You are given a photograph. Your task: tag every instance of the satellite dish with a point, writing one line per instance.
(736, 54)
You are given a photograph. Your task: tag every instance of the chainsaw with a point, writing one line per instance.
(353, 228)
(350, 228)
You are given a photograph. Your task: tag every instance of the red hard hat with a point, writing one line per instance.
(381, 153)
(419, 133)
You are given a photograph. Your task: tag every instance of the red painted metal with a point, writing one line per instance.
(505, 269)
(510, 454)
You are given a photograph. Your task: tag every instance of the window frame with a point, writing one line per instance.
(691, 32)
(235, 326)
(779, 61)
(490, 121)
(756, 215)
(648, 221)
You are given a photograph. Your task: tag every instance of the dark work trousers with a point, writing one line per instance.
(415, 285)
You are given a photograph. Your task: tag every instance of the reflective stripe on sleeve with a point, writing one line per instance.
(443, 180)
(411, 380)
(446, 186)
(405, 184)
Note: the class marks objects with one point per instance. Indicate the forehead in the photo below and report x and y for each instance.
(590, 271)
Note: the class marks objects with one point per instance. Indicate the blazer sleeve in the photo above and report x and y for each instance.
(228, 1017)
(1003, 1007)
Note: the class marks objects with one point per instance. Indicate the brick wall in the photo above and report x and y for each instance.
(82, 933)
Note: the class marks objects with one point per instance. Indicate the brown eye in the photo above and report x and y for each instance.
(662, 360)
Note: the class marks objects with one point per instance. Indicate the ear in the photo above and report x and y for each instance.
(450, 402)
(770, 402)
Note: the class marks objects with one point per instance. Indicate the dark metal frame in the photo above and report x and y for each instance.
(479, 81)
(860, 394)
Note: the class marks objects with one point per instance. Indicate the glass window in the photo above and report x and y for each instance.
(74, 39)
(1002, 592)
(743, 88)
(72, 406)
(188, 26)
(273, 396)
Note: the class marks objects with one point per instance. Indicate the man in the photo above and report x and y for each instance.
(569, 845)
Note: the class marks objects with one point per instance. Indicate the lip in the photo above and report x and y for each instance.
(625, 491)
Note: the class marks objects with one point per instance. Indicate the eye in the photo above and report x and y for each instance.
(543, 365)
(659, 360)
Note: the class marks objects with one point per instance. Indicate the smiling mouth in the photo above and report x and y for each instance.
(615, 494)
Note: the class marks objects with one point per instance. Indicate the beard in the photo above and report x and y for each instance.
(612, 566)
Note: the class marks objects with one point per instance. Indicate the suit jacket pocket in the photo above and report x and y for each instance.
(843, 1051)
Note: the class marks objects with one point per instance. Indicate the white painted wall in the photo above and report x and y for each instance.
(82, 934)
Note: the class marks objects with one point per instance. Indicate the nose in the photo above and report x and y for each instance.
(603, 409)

* * * *

_Problem_
Once you find the line containing "Indicate the man", copy it and every line after it through the end of the records, exactly and nothing else.

_Expected answer_
Note: the class marks objects with one point per instance. Indicate the man in the photo above and report x and y for each instance.
(569, 845)
Note: the class marks objects with one point per instance. Indicate the lip in the photo above and report x and y for each instance.
(625, 491)
Note: the class marks objects with one point per instance. Indicate the eye in the photo above and report x and y for each instance.
(543, 365)
(659, 360)
Note: the class marks objects with one point per instance. Indicate the smiling mouth in the photo above and report x and y for each instance.
(615, 494)
Note: the class marks objects with one point per instance. Indicate the beard in the photo above and report x and y for each instance.
(612, 566)
Note: the class marks objects with one point per instance. Indicate the suit jacket pocket in the photo above and report x and y for each instance.
(843, 1051)
Note: the class marks objects with one point per instance. Indicate the white painted wall in the photo above and report x and y for each instance.
(82, 934)
Note: the class marks objects with one point per instance. Indicate the nose in the photo above and report x and y for each instance.
(603, 409)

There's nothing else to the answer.